#### [Given instruction]
Report every line of the material below that contains the string "watering". Case counts.

#### [Recorded data]
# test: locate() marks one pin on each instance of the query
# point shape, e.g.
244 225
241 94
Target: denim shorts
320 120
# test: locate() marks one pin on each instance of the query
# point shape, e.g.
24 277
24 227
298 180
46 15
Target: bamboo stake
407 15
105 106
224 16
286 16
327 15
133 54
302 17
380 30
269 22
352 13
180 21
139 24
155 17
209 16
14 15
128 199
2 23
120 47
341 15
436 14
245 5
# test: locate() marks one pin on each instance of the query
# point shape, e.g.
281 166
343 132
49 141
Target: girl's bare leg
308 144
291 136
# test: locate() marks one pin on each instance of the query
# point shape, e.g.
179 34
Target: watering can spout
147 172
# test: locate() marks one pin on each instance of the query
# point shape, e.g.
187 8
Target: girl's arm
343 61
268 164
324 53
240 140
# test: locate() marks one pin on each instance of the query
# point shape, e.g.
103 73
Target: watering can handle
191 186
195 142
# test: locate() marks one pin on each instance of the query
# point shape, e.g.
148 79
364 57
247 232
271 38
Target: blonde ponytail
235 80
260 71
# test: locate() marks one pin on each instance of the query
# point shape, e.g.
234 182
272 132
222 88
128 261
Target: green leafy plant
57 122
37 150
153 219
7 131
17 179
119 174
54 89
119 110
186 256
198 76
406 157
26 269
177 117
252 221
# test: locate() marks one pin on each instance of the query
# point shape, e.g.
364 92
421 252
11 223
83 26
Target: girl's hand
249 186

==

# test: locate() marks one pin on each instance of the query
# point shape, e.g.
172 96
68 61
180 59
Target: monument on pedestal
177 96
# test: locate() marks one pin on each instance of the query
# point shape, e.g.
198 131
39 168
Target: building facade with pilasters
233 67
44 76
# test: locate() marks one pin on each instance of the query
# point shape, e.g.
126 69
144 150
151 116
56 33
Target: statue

==

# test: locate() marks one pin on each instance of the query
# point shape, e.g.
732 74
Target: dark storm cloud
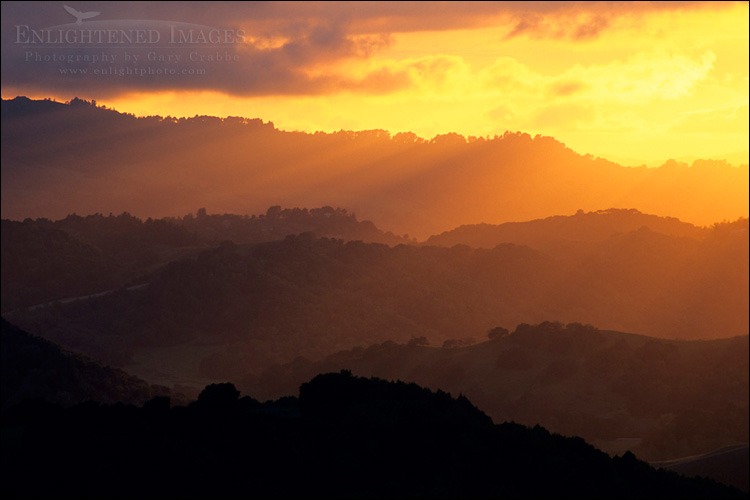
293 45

#### [The completed task]
Target: watering can spout
Target: watering can handle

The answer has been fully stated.